**Exercise:**
Every single record needs to be restated word for word.

*** Dataset content Section Begins ***

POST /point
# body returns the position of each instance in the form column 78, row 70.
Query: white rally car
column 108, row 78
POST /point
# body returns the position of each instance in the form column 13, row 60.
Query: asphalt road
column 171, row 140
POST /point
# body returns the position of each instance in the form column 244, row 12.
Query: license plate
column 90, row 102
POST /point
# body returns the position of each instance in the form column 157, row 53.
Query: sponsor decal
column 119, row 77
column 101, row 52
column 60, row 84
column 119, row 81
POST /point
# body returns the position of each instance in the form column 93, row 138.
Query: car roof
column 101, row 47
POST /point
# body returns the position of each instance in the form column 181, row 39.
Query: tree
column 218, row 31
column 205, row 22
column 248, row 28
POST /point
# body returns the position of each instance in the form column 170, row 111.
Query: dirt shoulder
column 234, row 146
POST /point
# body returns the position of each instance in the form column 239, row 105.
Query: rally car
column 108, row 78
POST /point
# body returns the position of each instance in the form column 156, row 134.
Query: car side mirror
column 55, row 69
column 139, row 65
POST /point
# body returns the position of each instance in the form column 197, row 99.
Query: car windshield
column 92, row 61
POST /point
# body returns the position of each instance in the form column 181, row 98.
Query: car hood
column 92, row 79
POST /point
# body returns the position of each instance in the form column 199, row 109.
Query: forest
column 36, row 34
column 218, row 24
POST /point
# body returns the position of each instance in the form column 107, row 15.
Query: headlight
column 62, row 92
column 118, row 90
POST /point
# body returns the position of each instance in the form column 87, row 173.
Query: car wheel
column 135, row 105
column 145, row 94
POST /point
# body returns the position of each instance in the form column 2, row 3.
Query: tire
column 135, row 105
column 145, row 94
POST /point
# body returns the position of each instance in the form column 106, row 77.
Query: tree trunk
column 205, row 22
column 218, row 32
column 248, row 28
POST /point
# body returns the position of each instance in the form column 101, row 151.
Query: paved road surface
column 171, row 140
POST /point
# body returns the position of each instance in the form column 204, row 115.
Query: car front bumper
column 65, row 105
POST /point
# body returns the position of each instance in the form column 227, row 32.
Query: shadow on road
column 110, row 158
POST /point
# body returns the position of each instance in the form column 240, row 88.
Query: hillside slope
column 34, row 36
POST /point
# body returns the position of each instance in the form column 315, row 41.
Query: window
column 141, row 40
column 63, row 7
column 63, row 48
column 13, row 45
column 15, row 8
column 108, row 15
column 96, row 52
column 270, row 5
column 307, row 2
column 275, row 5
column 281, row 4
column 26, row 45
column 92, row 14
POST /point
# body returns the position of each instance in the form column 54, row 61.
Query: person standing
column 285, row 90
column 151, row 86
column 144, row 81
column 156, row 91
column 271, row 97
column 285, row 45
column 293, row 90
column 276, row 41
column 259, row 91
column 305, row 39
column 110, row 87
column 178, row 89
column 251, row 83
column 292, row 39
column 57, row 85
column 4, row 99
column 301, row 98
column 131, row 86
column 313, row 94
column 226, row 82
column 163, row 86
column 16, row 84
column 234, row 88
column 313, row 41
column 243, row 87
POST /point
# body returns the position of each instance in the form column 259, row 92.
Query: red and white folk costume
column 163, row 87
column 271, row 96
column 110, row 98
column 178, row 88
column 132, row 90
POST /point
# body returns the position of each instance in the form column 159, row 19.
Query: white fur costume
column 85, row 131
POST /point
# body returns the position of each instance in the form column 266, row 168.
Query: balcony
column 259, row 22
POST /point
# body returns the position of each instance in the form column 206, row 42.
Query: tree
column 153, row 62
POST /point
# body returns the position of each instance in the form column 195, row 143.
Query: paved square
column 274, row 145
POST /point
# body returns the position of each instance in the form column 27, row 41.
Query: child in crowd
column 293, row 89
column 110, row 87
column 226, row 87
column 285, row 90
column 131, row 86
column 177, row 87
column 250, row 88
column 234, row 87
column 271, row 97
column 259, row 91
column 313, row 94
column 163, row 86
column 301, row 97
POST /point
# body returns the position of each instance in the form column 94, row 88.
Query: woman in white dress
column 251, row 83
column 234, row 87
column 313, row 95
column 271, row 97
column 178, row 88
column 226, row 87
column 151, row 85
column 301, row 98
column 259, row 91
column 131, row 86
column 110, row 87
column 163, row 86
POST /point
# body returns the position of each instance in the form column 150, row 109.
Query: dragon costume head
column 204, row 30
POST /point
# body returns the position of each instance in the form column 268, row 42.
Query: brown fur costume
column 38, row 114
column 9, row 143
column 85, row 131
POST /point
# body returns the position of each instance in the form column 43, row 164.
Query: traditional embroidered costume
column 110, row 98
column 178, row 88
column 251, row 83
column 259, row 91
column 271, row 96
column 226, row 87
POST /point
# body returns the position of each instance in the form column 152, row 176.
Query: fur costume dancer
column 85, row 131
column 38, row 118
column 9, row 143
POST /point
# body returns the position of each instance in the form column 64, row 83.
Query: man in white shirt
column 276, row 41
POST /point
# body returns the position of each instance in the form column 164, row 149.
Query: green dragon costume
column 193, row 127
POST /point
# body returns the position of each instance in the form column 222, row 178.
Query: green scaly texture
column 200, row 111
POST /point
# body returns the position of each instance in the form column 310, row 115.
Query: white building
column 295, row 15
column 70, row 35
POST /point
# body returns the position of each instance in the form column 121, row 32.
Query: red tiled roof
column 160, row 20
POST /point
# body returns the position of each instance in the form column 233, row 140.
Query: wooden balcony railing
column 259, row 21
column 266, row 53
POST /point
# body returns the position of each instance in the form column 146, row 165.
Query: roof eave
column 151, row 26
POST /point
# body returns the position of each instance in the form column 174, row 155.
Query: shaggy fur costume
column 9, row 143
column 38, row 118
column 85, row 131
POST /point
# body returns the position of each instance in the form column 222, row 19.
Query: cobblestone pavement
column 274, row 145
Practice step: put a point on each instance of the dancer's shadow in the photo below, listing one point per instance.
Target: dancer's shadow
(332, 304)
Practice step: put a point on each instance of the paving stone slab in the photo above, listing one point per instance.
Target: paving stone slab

*** Dataset content Section Ends ***

**Reply to the task:**
POST /point
# body returns the position of each instance in the form column 78, row 70.
Query: white rally car
column 108, row 78
POST /point
# body returns the position of each instance in the form column 13, row 60.
Query: asphalt road
column 171, row 140
POST /point
# body returns the position of each instance in the form column 244, row 12.
Query: license plate
column 90, row 102
POST /point
# body returns the position of each instance in the form column 157, row 53.
Query: sponsor decal
column 119, row 77
column 101, row 52
column 60, row 84
column 119, row 81
POST /point
# body returns the position of each instance in the form column 93, row 138.
Query: car roof
column 101, row 47
POST /point
# body returns the position of each instance in the form column 181, row 39.
Query: tree
column 218, row 31
column 205, row 22
column 248, row 28
POST /point
# body returns the position of each instance in the form column 170, row 111.
Query: dirt shoulder
column 234, row 146
POST /point
# body returns the position of each instance in the form column 239, row 105.
Query: rally car
column 108, row 78
POST /point
# body returns the position of each instance in the form column 156, row 134.
Query: car side mirror
column 55, row 69
column 139, row 65
POST /point
# body returns the position of each instance in the form column 197, row 99.
Query: car windshield
column 92, row 61
POST /point
# body returns the position of each instance in the form column 181, row 98.
Query: car hood
column 92, row 79
POST /point
# body returns the position of each instance in the form column 199, row 109.
Query: forest
column 36, row 34
column 218, row 24
POST /point
# body returns the position of each instance in the form column 107, row 15.
Query: headlight
column 62, row 92
column 118, row 90
POST /point
# body returns the position of each instance in the form column 87, row 173.
Query: car wheel
column 135, row 105
column 145, row 94
POST /point
# body returns the position of each instance in the form column 2, row 3.
Query: tire
column 135, row 105
column 145, row 94
POST /point
# body returns the position of each instance in the form column 106, row 77.
Query: tree trunk
column 205, row 22
column 218, row 32
column 248, row 28
POST /point
# body returns the position of each instance in the form column 101, row 151.
Query: paved road surface
column 171, row 140
POST /point
# body returns the position of each instance in the form column 204, row 115.
Query: car front bumper
column 65, row 105
POST /point
# body returns the position of each instance in the form column 227, row 32.
Query: shadow on road
column 110, row 158
POST /point
# body returns the position of each instance in the form column 240, row 88.
Query: hillside slope
column 34, row 36
POST /point
# body returns the position of each instance in the form column 315, row 41.
Query: window
column 141, row 40
column 63, row 7
column 63, row 48
column 13, row 45
column 15, row 8
column 108, row 15
column 96, row 52
column 270, row 5
column 307, row 2
column 275, row 5
column 281, row 4
column 26, row 45
column 92, row 14
POST /point
# body returns the position of each instance in the form column 54, row 61.
Query: person standing
column 285, row 90
column 151, row 86
column 144, row 81
column 156, row 91
column 271, row 97
column 285, row 45
column 293, row 90
column 276, row 41
column 259, row 91
column 305, row 39
column 110, row 87
column 178, row 89
column 251, row 83
column 292, row 39
column 57, row 85
column 4, row 99
column 301, row 98
column 131, row 86
column 313, row 94
column 226, row 82
column 163, row 86
column 16, row 84
column 234, row 88
column 313, row 41
column 243, row 87
POST /point
# body returns the position of each instance in the form column 259, row 92.
Query: red and white folk costume
column 163, row 87
column 271, row 96
column 110, row 98
column 178, row 88
column 132, row 90
POST /point
# body returns the position of each instance in the form column 159, row 19.
Query: white fur costume
column 85, row 131
POST /point
# body returns the position of each instance in the form column 266, row 168.
Query: balcony
column 259, row 22
POST /point
# body returns the position of each instance in the form column 206, row 42.
Query: tree
column 153, row 62
POST /point
# body returns the position of each instance in the form column 195, row 143.
Query: paved square
column 274, row 145
POST /point
# body returns the position of each instance in the form column 27, row 41.
Query: child in crowd
column 293, row 89
column 110, row 87
column 226, row 87
column 285, row 90
column 131, row 86
column 177, row 87
column 250, row 88
column 234, row 87
column 271, row 97
column 259, row 91
column 313, row 94
column 163, row 86
column 301, row 97
POST /point
# body returns the position of each instance in the form column 94, row 88.
Query: woman in white dress
column 251, row 83
column 234, row 87
column 313, row 95
column 271, row 97
column 178, row 88
column 226, row 87
column 151, row 85
column 301, row 98
column 259, row 91
column 131, row 86
column 110, row 87
column 163, row 86
POST /point
# body returns the position of each instance in the form column 150, row 109.
Query: dragon costume head
column 204, row 30
POST /point
# body returns the position of each instance in the form column 268, row 42.
Query: brown fur costume
column 38, row 114
column 9, row 143
column 85, row 131
POST /point
# body returns the position of each instance in the form column 43, row 164.
Query: traditional embroidered costume
column 110, row 98
column 178, row 88
column 251, row 83
column 259, row 91
column 271, row 96
column 226, row 87
POST /point
# body returns the position of each instance in the form column 152, row 176.
Query: fur costume dancer
column 85, row 131
column 38, row 118
column 9, row 143
POST /point
# body returns the position of each instance in the form column 64, row 83.
Query: man in white shirt
column 276, row 41
POST /point
# body returns the position of each instance in the form column 164, row 149.
Query: green dragon costume
column 193, row 127
POST /point
# body returns the position of each instance in the form column 222, row 178.
Query: green scaly texture
column 200, row 111
POST /point
# body returns the position of each instance in the form column 310, row 115.
Query: white building
column 295, row 15
column 70, row 35
POST /point
# body returns the position of each instance in the form column 121, row 32.
Query: red tiled roof
column 160, row 20
POST /point
# body returns the position of each instance in the form column 233, row 140.
Query: wooden balcony railing
column 259, row 21
column 266, row 53
POST /point
# body returns the position of each instance in the form column 146, row 165.
Query: roof eave
column 151, row 26
POST /point
# body returns the position of each instance in the form column 174, row 155.
Query: shaggy fur costume
column 9, row 143
column 38, row 118
column 85, row 131
POST /point
# body returns the position of each instance in the form column 222, row 19.
Query: cobblestone pavement
column 274, row 145
Practice step: put a point on each instance of the dancer's shadow in the photo below, listing one point per instance.
Target: dancer's shadow
(332, 304)
Practice step: put a point on each instance of the paving stone slab in the photo above, listing one point per instance.
Target: paving stone slab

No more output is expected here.